Point localization data:
──────────

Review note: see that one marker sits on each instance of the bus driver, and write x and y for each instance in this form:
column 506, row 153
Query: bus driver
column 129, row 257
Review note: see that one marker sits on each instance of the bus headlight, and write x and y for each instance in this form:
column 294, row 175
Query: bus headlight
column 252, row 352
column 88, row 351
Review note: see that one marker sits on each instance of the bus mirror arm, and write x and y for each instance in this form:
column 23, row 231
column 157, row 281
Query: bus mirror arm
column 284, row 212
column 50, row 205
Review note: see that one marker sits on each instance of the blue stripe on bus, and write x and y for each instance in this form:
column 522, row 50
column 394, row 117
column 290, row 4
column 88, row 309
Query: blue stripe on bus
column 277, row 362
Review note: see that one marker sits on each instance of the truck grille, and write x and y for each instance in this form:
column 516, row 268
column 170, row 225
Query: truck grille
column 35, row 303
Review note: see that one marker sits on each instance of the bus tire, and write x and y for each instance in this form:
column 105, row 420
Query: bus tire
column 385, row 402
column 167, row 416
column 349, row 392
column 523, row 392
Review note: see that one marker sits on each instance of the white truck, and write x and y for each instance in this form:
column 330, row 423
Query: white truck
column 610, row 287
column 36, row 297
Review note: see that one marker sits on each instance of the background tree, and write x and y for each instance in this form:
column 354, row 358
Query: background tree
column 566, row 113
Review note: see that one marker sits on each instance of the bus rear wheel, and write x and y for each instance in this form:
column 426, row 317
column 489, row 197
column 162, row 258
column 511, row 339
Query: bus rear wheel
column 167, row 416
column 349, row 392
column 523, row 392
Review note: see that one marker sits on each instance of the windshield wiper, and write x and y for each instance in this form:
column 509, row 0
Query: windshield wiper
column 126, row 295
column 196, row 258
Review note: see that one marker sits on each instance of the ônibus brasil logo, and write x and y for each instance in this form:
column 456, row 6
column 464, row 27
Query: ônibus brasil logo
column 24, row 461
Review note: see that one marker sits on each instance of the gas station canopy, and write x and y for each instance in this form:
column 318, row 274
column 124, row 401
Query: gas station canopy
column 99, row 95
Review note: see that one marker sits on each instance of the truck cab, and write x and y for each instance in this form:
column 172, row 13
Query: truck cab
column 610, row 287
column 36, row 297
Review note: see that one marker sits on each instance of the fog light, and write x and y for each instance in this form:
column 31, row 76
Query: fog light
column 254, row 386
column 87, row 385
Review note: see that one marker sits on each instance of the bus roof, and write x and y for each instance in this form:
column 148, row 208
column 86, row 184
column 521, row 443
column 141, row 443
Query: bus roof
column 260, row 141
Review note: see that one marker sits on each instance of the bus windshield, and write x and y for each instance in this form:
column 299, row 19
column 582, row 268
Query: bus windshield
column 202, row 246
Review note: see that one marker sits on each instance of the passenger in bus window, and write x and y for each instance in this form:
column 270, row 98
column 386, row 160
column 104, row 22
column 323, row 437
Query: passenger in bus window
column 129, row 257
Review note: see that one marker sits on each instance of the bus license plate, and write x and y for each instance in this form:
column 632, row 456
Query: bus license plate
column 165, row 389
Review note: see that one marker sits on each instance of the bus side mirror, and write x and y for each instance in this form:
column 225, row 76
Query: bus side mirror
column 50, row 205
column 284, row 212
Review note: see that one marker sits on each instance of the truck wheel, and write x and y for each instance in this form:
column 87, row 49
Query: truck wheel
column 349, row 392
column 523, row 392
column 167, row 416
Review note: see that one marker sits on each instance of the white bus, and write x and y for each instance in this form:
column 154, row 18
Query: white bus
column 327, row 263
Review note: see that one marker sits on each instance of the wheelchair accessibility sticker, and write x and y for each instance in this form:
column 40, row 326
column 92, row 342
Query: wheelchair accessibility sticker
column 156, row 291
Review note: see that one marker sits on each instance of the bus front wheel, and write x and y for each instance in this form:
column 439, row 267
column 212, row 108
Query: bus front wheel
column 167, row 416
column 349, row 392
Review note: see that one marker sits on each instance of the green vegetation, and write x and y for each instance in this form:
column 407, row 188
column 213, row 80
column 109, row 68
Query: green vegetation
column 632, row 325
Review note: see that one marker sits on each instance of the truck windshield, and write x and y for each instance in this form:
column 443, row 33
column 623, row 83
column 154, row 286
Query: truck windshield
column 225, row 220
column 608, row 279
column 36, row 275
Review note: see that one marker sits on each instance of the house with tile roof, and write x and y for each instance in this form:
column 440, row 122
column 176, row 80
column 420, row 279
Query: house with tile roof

──────────

PROMPT: Whenever a line in the entries holds the word "with", copy that line.

SOLUTION TO THE PROBLEM:
Review note: see that one marker sits on each instance of the house with tile roof, and write x and y for each instance in this form:
Query: house with tile roof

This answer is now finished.